Local, private boosters such as IFCs also help in marketing the cluster and in recruiting companies. Recruiting new companies requires intense effort on the part of the local government and the local economic development team. Key activities in recruiting a company include marketing and advertising to generate leads; visiting prospective recruits; answering requests for information from prospects (including dozens of pages of questions); hosting visits and tours by the prospects; matching the prospect to local land developers or real estate options; completing proposals; and negotiating government incentives.
“People don’t understand how competitive recruiting is. They just think somebody ends up showing up at the door and they are asking for an incentive and that’s it. They don’t realize there might have been two or more years’ worth of work to get them to that point,” sighed Dexter Muller of the Great Memphis Chamber of Commerce.
On-site visits play a big role in fostering external relationships and recruiting companies. Delegations of government officials and local companies often travel to recruit companies or lobby governments for mutual benefit. Tom Schmitt, senior vice president of FedEx Solutions told me, “Our new city mayor is open for business. He goes with us to China and he went to New York and DC, because we had to close a deal with Sharp [Electronics Corporation] to expand here. We also had to convince Smith & Nephew [Plc] that the US headquarters should be here and not in North Carolina. And the mayor said, ‘let’s pack our suitcases and go.’ And then we pitched and he’s the main pitchman for our community saying, ‘we’re gonna make this work for you, Sharp or Smith & Nephew.’”
Cluster-to-cluster relationships help to coordinate growth, exchange knowledge, and enhance flows, as all logistics clusters are part of the global trade network. For example, the port of Charleston, South Carolina, is one of the logistics hubs hoping to cash in on the Panama Canal expansion. To this end, Panamanian officials visited various East Coast ports, including Charleston, while Charleston port officials and South Carolina lawmakers visited Panama to understand the expansion efforts better.
Governments play a key role in these cluster-to-cluster relationships. Politics may be local, but logistics is global; enlightened politicians know that collaborating with other global logistics clusters brings local economic benefits. For example, in 2009, Marcelino Iglesias, president of Aragón, went to Tangier, Morocco, for a two-day official visit for the signing of a joint cooperation between PLAZA and Tanger-Med seaport development. President Iglesias brought Aragónese entrepreneurs on the visit to meet with Moroccan government ministers and port officials over possible business opportunities. During his visit he stressed the need to “deepen relations between Aragón and Morocco.”

▶ [RECORD EXCERPTS]
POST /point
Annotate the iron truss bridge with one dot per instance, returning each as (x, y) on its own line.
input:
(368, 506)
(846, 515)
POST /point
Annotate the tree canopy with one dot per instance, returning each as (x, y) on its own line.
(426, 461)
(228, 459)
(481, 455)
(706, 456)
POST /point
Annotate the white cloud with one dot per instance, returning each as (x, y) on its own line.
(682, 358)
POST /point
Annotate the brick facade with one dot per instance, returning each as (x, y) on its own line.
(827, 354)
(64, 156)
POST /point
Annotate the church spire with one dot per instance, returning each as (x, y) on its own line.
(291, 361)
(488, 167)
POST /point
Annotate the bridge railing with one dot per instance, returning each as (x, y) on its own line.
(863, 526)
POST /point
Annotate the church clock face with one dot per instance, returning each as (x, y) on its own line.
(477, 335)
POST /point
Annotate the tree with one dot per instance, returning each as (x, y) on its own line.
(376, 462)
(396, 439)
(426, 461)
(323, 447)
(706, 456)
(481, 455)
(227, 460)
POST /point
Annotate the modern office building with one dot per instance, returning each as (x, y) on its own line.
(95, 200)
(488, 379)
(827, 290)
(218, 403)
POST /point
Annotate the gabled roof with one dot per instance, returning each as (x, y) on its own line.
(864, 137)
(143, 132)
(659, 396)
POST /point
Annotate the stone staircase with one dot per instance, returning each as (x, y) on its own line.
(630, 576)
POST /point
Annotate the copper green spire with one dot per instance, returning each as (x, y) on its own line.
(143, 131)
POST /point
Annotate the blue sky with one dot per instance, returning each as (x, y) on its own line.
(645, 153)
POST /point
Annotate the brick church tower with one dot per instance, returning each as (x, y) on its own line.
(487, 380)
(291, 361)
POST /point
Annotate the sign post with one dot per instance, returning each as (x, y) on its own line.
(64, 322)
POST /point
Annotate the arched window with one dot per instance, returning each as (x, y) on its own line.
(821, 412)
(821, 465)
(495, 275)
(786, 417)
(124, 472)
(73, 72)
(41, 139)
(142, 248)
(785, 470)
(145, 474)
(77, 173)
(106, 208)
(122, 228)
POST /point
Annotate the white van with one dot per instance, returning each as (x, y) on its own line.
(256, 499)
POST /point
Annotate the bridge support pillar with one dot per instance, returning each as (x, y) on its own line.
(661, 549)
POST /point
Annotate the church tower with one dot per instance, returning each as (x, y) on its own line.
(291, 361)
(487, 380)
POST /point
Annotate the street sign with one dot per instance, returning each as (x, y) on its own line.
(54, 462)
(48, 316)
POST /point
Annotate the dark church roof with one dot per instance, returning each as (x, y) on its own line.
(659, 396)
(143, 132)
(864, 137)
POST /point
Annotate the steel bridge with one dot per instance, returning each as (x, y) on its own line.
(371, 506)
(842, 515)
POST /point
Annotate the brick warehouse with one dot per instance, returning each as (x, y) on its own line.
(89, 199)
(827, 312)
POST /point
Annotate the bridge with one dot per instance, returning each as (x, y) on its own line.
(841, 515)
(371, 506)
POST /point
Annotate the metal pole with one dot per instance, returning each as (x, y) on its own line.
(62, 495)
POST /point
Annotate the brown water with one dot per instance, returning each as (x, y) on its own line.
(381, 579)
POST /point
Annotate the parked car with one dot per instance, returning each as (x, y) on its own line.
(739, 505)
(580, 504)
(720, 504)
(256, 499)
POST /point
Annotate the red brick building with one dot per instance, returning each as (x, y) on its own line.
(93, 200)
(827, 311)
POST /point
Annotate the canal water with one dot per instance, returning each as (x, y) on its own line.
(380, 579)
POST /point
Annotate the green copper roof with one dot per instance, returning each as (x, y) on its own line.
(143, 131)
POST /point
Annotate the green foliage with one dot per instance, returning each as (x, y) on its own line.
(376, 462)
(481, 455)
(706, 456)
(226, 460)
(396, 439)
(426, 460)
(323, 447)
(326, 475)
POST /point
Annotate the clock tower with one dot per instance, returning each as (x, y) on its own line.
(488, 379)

▶ [OBJECTIVES]
a – List the key activities in recruiting a company that the passage on logistics clusters names.
b – Decide whether each statement agrees with the passage on logistics clusters. Answer yes or no, and quote the deciding words.
(i) According to the FedEx executive, the city mayor has traveled to China with them.
(ii) Marcelino Iglesias's official visit to Tangier lasted a week.
(iii) Panamanian officials visited Charleston.
c – Continue the passage on logistics clusters from its last sentence.
The records were taken from a different source than the passage on logistics clusters.

▶ [ANSWERS TO THE TASKS]
a –
1. Marketing and advertising to generate leads
2. Visiting prospective recruits
3. Answering requests for information from prospects
4. Hosting visits and tours by the prospects
5. Matching the prospect to local land developers or real estate options
6. Completing proposals
7. Negotiating government incentives

b –
(i) Yes: "He goes with us to China"
(ii) No: "for a two-day official visit"
(iii) Yes: "Panamanian officials visited various East Coast ports, including Charleston"

c –
The Aragón/Tanger-Med cooperation agreement requires improving infrastructure on both sides to connect the two hubs to each other and to broader population centers (e.g., from PLAZA up to Paris and the rest of Europe and from Tanger-Med down into Morocco and the rest of Africa). The cooperation agreements also include joint promotion of each other’s logistics activities, sharing of platform design and operating knowledge, and ongoing meetings between the two clusters.
Gaining Greater Expo-sure
Governments help boost economic development of their region through high-profile fairs and expositions. “Zaragoza was the perfect location for many companies to place their logistics headquarters. The only problem was that the city wasn’t nice enough for living or investing, and there wasn’t enough promotion,” said José Atarés, mayor of Zaragoza from 2000 to 2003. Along with contributing to the development of PLAZA, Zaragoza contributed to other transportation infrastructure improvements, including high-speed rail links, attracting discount airline flights, and expanding bus service. “Now that the infrastructure problem was solved, we had to promote ourselves,” Atarés said. In 2004, Zaragoza won the right to host World Expo 2008. In total, World Expo 2008 attracted over 5.6 million visitors over three months. “Zaragoza’s main long-term goal is to become the third most important city in Spain,” said Alberto Belloch, mayor of Zaragoza since 2003.66 Logistics industry conferences are often hosted in logistics clusters who are interested both in attracting a large audience and in giving conference goers a chance for site visits of local facilities (e.g., a tour of the port). Almost all large logistics clusters hold regular professional conferences and expositions.
Individually, no single government-provided factor (such as high infrastructure investment, low taxes, fast permitting processes, free trade, or low crime) alone suffices to attract outside logistics investment. But each factor increases the probability that logistics operators will consider a location favorably. Some of these factors aren’t logistics-specific. Attractive corruption-free government, low crime rate, and good schools will be attractive to any business decision-maker. Attracting companies who can operate profitably will, in turn, provide the tax base and economic energy that gives governments their resources and mandates to continue investment in the region and in the cluster.
Although there are many cases where government incentives needlessly subsidize for-profit companies (and these cases grab headlines), most monies invested in promoting logistics clusters seem to be reasonably well invested. In most cases, logistics cluster developments convert low-value, under-utilized land into much higher-value property with a growing tax base.
For example, in addition to building much of PLAZA, the Aragón Government offered extremely favorable land and project-completion guarantees to Inditex’s Zara in order to convince the well-respected clothing retailer to drop its prior plans to develop a site in neighboring Catalonia. In explaining the incentives, Velasco said, “They are only justifiable from an economic perspective. The logic here was that we could give away land to a company that would generate economic interest, prestige, and publicity for PLAZA.” The government’s strategy worked. With Zara’s corporate parent, Inditex, as the anchor tenant, some 160 companies subsequently moved to the park, creating over 10,000 direct jobs. Chapter 9 delves into this issue of economic impacts—showing that governments can and do recoup their investments in logistics clusters.
Governments have to balance competing objectives and accommodate the different priorities of disparate groups of citizens. For example, the industry contacts and even government officials I interviewed in Los Angeles spoke of the legendary antibusiness climate of California. Tough environmental laws, bulky approvals processes, and lawsuits asserting environmental claims make logistics infrastructure development and operations more challenging. California ranks dead last of the fifty US states in ChiefExecutive.net’s annual CEO survey of states’ business climates.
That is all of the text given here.